start TEXT SECTION

Per Bothner <bothner@cygnus.com> wrote:
> My preference is thread-safe version of "fluid-let",

I'd rather separate the issues of thread-specific variables and fluid
("temporary") assignment to a variable, as both may be quite useful
independent of each other. For thread-specific variables, I'd think of
something like the following:

(define-per-thread VAR VALUE [PROC])

This defines the identifier VAR to denote a different storage location
in each thread.

VALUE is an expression, which is evaluated just like the expression in
an ordinary definition, and the result is remembered.

If PROC is omitted, it is equivalent to the meaning of (LAMBDA (I C) I)
in standard Scheme.

PROC is an expression, which is evaluated just like the expression in
an ordinary definition, and the result is remembered. It is an error
if the result isn't a procedure accepting two arguments and returning
one value.

The storage denoted by VAR in some thread is initialized with the result
of applying the remembered procedure to two arguments, the first of which
is always the first remembered value from the definition.

If the thread for which this initialization happens did already exist
when the definition of VAR took effect, the second argument will be the
same as the first one. In threads which are created later, the second
argument will be the value of VAR in that thread which created the new
thread, in cases where this does make any sense (e.g. if an implementation
defines implicit thread-creation in response to interrupts, it may not be
sensible to assume any relation to the interrupted thread; on the other
hand, explicit thread creation should take the creating thread into account),
otherwise it is also the same as the first argument. For the thread which
caused the definition of the per-thread variable to take effect (e.g. some
"initial" thread of the running Scheme program), the second argument is
always the same as the first one.

(This is necessarily somewhat ambiguous, since Scheme doesn't tell exactly
how/when storage denoted by top-level bindings comes into existence; e.g.
some implementation may allocate all such storage for some known program
at once, whereas others might perform sequential loading and allocation in
a way which could even be observed by a Scheme program, or mixtures of all
this. Programmers should be encouraged not to assume some particular way
of implementing this, or if they absolutely have to, know that they're
depending on the way some particular implementation happens to do it at
the time they're finding out about that particular implementation.)


In addition to this facility, and completely orthogonal, there should be a
FLUID-LET form which is essentially thread-unaware, and is (conceptually)
implemented in the now well-known way using DYNAMIC-WIND. If you use it from
several threads on the same non-per-thread variable without synchronization,
you lose, just as with any other form of assignment.

end TEXT SECTION

• [STATED GOAL A]: Which rows contain the word "pine"? Select and copy each of them in full, treating case as significant.

start THE INPUT

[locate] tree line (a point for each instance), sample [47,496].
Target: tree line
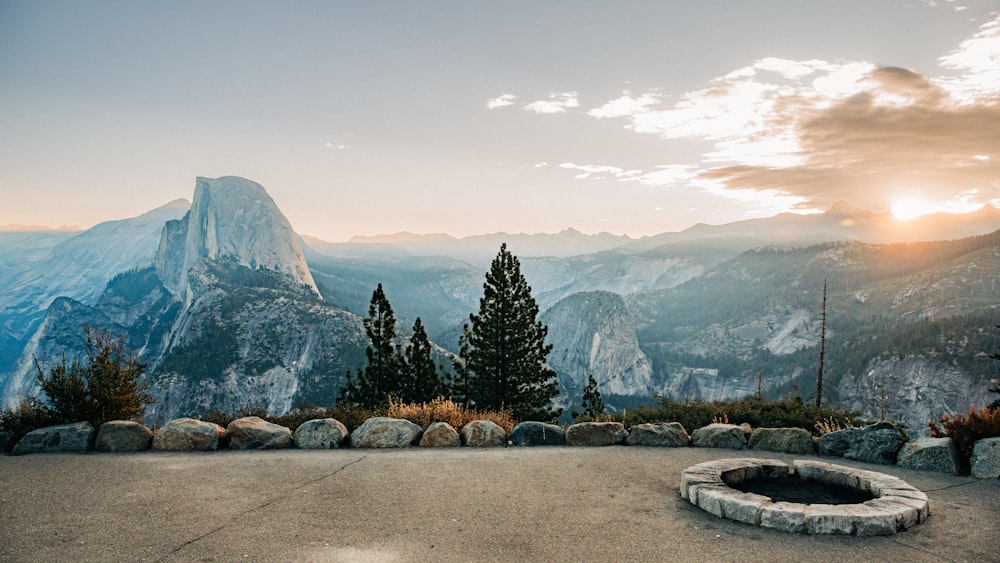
[501,362]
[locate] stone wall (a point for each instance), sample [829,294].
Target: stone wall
[878,443]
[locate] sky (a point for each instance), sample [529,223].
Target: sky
[472,117]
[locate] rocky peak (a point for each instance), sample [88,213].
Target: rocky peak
[231,219]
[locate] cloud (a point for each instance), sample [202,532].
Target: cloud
[558,102]
[599,172]
[623,106]
[500,101]
[801,135]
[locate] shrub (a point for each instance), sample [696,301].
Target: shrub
[107,385]
[29,414]
[446,410]
[758,413]
[349,415]
[966,429]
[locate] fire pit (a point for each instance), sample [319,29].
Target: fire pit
[809,497]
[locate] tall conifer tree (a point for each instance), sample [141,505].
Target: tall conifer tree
[507,350]
[420,380]
[381,377]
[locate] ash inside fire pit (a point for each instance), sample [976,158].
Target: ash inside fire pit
[803,491]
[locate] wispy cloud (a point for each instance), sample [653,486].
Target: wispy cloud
[800,135]
[558,102]
[626,105]
[500,101]
[598,172]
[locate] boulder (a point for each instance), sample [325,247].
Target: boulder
[320,434]
[875,443]
[255,433]
[788,440]
[483,434]
[5,440]
[532,433]
[383,432]
[188,434]
[931,454]
[985,459]
[123,436]
[596,434]
[717,435]
[661,434]
[74,437]
[440,435]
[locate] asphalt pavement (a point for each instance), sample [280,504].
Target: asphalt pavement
[615,503]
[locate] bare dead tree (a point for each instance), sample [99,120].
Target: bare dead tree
[822,349]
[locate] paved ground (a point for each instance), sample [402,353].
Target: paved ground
[512,504]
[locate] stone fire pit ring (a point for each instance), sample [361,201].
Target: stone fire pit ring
[896,505]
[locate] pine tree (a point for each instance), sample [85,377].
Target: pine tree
[107,385]
[381,377]
[460,384]
[507,349]
[420,380]
[592,403]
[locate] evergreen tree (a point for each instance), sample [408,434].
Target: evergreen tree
[507,349]
[107,385]
[461,388]
[592,404]
[420,380]
[381,377]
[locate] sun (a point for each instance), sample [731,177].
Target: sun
[908,208]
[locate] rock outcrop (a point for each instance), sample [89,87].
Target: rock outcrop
[717,435]
[75,437]
[875,443]
[931,454]
[985,461]
[255,433]
[440,435]
[483,434]
[662,434]
[595,434]
[123,436]
[231,218]
[384,432]
[593,333]
[788,440]
[531,433]
[320,434]
[188,434]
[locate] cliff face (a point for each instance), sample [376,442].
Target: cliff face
[231,218]
[593,333]
[227,316]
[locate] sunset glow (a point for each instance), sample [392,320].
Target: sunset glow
[908,209]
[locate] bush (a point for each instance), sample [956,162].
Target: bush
[966,429]
[758,413]
[107,385]
[29,414]
[446,410]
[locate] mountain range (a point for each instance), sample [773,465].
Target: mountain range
[232,308]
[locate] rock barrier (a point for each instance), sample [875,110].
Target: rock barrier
[878,443]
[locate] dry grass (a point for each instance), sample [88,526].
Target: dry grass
[446,410]
[830,424]
[966,429]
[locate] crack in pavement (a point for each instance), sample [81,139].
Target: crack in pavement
[281,495]
[967,483]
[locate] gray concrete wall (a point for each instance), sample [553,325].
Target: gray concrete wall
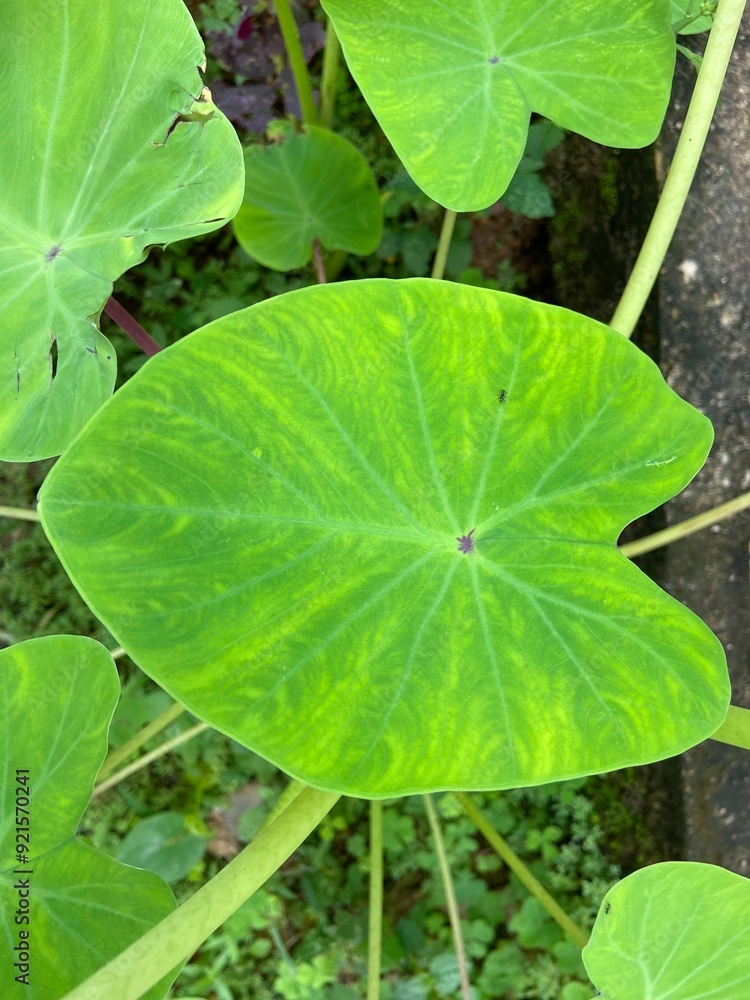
[704,305]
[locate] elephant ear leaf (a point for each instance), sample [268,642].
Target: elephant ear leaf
[453,84]
[82,906]
[116,147]
[673,931]
[386,516]
[314,186]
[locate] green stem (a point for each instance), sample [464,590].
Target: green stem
[444,244]
[148,758]
[521,871]
[122,753]
[329,79]
[19,513]
[293,46]
[735,729]
[685,528]
[139,967]
[375,929]
[320,271]
[684,164]
[335,264]
[450,896]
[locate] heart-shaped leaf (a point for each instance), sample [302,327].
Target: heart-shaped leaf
[369,531]
[315,185]
[163,844]
[454,84]
[67,907]
[674,931]
[115,148]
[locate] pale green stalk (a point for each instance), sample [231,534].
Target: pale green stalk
[735,729]
[685,528]
[139,967]
[686,157]
[375,920]
[122,753]
[444,244]
[330,76]
[521,871]
[450,896]
[293,46]
[19,513]
[148,758]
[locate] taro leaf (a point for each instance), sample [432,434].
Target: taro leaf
[679,930]
[115,148]
[267,517]
[314,185]
[684,9]
[164,844]
[453,84]
[58,695]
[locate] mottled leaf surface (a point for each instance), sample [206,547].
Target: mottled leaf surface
[674,931]
[267,517]
[453,84]
[57,696]
[110,148]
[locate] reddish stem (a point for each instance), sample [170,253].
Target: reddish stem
[132,327]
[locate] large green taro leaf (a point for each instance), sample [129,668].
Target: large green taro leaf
[675,931]
[110,147]
[267,519]
[453,84]
[315,185]
[73,907]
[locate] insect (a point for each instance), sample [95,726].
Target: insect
[466,542]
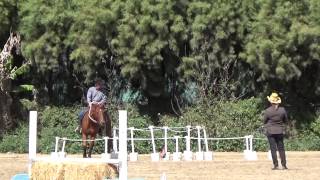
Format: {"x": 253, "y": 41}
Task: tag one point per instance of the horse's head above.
{"x": 97, "y": 113}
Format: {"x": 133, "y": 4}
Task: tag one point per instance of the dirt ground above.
{"x": 225, "y": 166}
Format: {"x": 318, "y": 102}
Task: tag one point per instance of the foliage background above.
{"x": 169, "y": 62}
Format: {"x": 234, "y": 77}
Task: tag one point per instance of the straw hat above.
{"x": 274, "y": 98}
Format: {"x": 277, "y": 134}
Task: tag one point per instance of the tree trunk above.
{"x": 11, "y": 47}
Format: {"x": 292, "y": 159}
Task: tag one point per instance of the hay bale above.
{"x": 42, "y": 170}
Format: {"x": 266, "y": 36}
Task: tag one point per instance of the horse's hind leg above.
{"x": 91, "y": 145}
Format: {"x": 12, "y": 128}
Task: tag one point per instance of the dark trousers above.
{"x": 81, "y": 115}
{"x": 276, "y": 143}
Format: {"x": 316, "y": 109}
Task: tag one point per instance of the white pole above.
{"x": 177, "y": 143}
{"x": 123, "y": 154}
{"x": 63, "y": 144}
{"x": 106, "y": 145}
{"x": 132, "y": 143}
{"x": 56, "y": 146}
{"x": 165, "y": 139}
{"x": 205, "y": 139}
{"x": 152, "y": 139}
{"x": 247, "y": 142}
{"x": 114, "y": 142}
{"x": 32, "y": 138}
{"x": 251, "y": 137}
{"x": 188, "y": 139}
{"x": 199, "y": 140}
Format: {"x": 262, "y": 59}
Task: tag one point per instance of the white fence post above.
{"x": 154, "y": 155}
{"x": 167, "y": 154}
{"x": 176, "y": 155}
{"x": 123, "y": 154}
{"x": 207, "y": 153}
{"x": 32, "y": 138}
{"x": 106, "y": 155}
{"x": 114, "y": 142}
{"x": 133, "y": 156}
{"x": 199, "y": 154}
{"x": 187, "y": 154}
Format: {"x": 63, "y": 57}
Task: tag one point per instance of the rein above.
{"x": 91, "y": 117}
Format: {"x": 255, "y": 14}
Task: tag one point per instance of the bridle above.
{"x": 91, "y": 118}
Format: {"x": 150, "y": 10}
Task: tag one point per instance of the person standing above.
{"x": 275, "y": 118}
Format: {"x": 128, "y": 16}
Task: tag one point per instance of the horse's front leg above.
{"x": 92, "y": 138}
{"x": 84, "y": 145}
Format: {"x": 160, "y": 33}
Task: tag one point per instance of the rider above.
{"x": 96, "y": 95}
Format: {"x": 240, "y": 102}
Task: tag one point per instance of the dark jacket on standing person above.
{"x": 275, "y": 119}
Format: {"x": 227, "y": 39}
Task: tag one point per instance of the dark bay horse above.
{"x": 93, "y": 120}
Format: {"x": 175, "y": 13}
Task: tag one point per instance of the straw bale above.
{"x": 72, "y": 171}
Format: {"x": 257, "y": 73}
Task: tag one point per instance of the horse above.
{"x": 93, "y": 120}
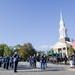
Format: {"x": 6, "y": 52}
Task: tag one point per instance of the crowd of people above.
{"x": 38, "y": 61}
{"x": 11, "y": 62}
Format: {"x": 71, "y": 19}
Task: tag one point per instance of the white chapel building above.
{"x": 64, "y": 41}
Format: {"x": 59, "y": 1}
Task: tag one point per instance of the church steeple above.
{"x": 62, "y": 30}
{"x": 61, "y": 16}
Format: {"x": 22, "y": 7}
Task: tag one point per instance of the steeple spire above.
{"x": 61, "y": 16}
{"x": 62, "y": 30}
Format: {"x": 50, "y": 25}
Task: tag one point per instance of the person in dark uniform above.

end THE INPUT

• [STATED GOAL B]:
Answer these questions from the message on per-thread variables:
(i) If PROC is omitted, what is it equivalent to in standard Scheme?
(ii) What must the result of PROC be to avoid an error?
(iii) What is the proposed FLUID-LET form conceptually implemented with?

• [EXPECTED OUTPUT A]:
[locate] pine tree (a point for each instance), sample [85,377].
Target: pine tree

• [EXPECTED OUTPUT B]:
(i) The meaning of (LAMBDA (I C) I)
(ii) A procedure accepting two arguments and returning one value
(iii) DYNAMIC-WIND